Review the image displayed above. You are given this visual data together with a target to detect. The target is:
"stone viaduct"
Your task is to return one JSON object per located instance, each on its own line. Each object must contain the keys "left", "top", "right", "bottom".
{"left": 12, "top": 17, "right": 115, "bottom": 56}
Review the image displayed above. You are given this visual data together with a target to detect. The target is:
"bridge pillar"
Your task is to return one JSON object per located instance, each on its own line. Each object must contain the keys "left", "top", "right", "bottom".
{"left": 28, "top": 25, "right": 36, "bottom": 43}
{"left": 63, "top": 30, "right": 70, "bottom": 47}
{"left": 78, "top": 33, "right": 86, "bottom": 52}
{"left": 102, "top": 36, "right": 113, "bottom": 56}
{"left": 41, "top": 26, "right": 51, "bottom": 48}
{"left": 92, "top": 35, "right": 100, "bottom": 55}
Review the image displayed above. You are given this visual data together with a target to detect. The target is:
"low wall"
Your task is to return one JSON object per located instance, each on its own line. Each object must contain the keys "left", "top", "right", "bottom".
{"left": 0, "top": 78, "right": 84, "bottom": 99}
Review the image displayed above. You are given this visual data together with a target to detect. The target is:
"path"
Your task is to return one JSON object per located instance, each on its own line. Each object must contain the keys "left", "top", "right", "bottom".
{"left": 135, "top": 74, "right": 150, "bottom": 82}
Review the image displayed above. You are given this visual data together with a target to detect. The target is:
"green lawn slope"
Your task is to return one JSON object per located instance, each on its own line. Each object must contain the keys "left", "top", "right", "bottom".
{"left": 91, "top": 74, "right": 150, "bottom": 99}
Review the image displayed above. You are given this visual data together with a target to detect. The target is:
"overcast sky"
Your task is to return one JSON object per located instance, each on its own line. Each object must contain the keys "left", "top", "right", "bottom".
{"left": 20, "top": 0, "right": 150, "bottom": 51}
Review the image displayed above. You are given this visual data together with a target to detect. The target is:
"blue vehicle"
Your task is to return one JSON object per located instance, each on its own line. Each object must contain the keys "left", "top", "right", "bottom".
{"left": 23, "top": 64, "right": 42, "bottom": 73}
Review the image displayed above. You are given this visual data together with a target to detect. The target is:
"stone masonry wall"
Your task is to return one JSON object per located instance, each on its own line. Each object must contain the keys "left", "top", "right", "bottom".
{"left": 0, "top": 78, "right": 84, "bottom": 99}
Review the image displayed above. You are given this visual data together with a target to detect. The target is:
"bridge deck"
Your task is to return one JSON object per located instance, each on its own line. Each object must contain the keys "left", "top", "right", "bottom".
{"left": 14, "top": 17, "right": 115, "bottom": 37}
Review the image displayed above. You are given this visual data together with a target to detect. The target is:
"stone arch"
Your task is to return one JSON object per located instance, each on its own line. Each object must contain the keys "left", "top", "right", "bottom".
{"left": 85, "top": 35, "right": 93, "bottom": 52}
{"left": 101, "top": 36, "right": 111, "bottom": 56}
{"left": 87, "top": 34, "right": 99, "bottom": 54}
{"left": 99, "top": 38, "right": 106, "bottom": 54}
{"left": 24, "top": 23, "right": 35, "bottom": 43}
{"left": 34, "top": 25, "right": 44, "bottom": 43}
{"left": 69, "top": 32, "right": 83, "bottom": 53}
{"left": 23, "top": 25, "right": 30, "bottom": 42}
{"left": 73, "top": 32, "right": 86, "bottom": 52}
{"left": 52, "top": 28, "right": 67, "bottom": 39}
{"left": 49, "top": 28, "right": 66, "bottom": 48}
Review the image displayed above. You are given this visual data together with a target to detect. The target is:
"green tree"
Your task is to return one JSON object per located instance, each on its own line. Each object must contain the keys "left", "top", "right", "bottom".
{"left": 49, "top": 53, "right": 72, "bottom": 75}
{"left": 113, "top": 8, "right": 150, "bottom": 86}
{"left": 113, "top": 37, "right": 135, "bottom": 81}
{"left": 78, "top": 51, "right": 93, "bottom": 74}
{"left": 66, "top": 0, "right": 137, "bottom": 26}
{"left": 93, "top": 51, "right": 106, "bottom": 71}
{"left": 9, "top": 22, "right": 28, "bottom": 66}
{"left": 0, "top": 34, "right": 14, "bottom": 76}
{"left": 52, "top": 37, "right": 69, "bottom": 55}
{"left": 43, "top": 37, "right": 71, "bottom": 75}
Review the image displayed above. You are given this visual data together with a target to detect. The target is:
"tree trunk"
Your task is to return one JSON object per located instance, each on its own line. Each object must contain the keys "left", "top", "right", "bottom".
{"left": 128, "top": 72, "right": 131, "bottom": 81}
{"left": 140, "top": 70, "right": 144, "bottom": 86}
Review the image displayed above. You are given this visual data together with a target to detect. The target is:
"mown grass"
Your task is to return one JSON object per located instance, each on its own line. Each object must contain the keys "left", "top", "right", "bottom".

■ ■ ■ ■

WHAT YOU ARE ASKED TO DO: Set down the data once more, exactly as shown above.

ANSWER TO THE EXERCISE:
Review the image displayed above. You are given this visual data together with a target to detect. The target is:
"stone viaduct"
Your task is to return one JSON object per located instance, each on its own line. Each object must contain the keys "left", "top", "right", "bottom".
{"left": 12, "top": 17, "right": 115, "bottom": 56}
Review the image displayed above. You are given this visual data together with a target to detect. The target is:
"bridge pillar"
Your task is to return one JSON object per located instance, each on its own line. Each object must contain the keys "left", "top", "right", "bottom".
{"left": 28, "top": 25, "right": 36, "bottom": 43}
{"left": 63, "top": 30, "right": 70, "bottom": 47}
{"left": 78, "top": 33, "right": 86, "bottom": 52}
{"left": 102, "top": 36, "right": 113, "bottom": 56}
{"left": 41, "top": 26, "right": 51, "bottom": 48}
{"left": 92, "top": 35, "right": 100, "bottom": 55}
Review the image displayed above. You are given this visual data together with a target to detect. The target is:
"low wall"
Your task is to return one JSON object per located instance, each on its own line. Each object must contain the keys "left", "top", "right", "bottom".
{"left": 0, "top": 78, "right": 84, "bottom": 99}
Review the image displayed above. You are given this visual data together with a target to detect. The target is:
"path"
Your task is to return one JSON object per located instance, each on its own line. Each object must contain the keys "left", "top", "right", "bottom".
{"left": 135, "top": 74, "right": 150, "bottom": 82}
Review the image displayed above. You are given this visual data together with a target to detect. The target is:
"green lawn slope"
Your task is to return one JSON object per located instance, each on its own line. Each object must contain the keys "left", "top", "right", "bottom".
{"left": 91, "top": 74, "right": 150, "bottom": 99}
Review the image displayed above. You are given this visual data together with a target to detect. The target is:
"overcast sky"
Your task is to return one JSON object per located instance, each on its own line. Each object must contain the keys "left", "top", "right", "bottom".
{"left": 20, "top": 0, "right": 150, "bottom": 51}
Review the image displayed above. You are given this visual data together with a target to detect. The target is:
"blue vehicle"
Your task is to return one JSON object per located instance, each on its own line. Each object must contain the keys "left", "top", "right", "bottom".
{"left": 23, "top": 64, "right": 42, "bottom": 73}
Review the image displayed above. You are given this visual data together with a target to detect. The target is:
"stone masonry wall"
Your task is to return one JSON object per located instance, each on its own line. Each object must contain the keys "left", "top", "right", "bottom".
{"left": 0, "top": 78, "right": 84, "bottom": 99}
Review the image displayed above. You are given this visual data together with a target to detect. The target is:
"bridge deck"
Your task is to return one JSON object per located instance, each on its own line. Each object must contain the keys "left", "top", "right", "bottom".
{"left": 14, "top": 17, "right": 115, "bottom": 37}
Review the image displayed above. You are given this visual data together with a target to detect. The target is:
"stone arch"
Your task is to return one JSON object per located instance, each on its own line. Each object must contain the keys "left", "top", "right", "bottom".
{"left": 85, "top": 35, "right": 93, "bottom": 52}
{"left": 101, "top": 36, "right": 111, "bottom": 56}
{"left": 87, "top": 34, "right": 99, "bottom": 54}
{"left": 99, "top": 38, "right": 106, "bottom": 54}
{"left": 24, "top": 23, "right": 35, "bottom": 43}
{"left": 34, "top": 25, "right": 44, "bottom": 43}
{"left": 69, "top": 32, "right": 83, "bottom": 53}
{"left": 23, "top": 25, "right": 30, "bottom": 42}
{"left": 73, "top": 32, "right": 86, "bottom": 52}
{"left": 52, "top": 28, "right": 67, "bottom": 39}
{"left": 49, "top": 28, "right": 66, "bottom": 48}
Review the image displayed above. You are given this visual data together with a target to detect. The target is:
"green tree"
Your task is to return one JSON object per located instance, each on its own line. Each object must contain the keys "left", "top", "right", "bottom".
{"left": 49, "top": 53, "right": 72, "bottom": 75}
{"left": 113, "top": 8, "right": 150, "bottom": 86}
{"left": 113, "top": 37, "right": 135, "bottom": 81}
{"left": 78, "top": 51, "right": 93, "bottom": 74}
{"left": 66, "top": 0, "right": 137, "bottom": 26}
{"left": 93, "top": 51, "right": 106, "bottom": 71}
{"left": 9, "top": 22, "right": 28, "bottom": 66}
{"left": 0, "top": 34, "right": 14, "bottom": 76}
{"left": 52, "top": 37, "right": 69, "bottom": 55}
{"left": 43, "top": 37, "right": 71, "bottom": 75}
Review the image displayed above. You are given this visual data together with a target to detect. The target is:
"tree trunk"
Your task is to return one JSON object per located instance, each on its own line. Each object must contain the keys "left", "top", "right", "bottom".
{"left": 128, "top": 72, "right": 131, "bottom": 81}
{"left": 140, "top": 70, "right": 144, "bottom": 86}
Review the image displayed above. You are given this visual data together with a target to detect. The target is:
"mown grass"
Your task is to return one JSON object per located instance, each on its own line. Each object must contain the keys "left", "top", "right", "bottom".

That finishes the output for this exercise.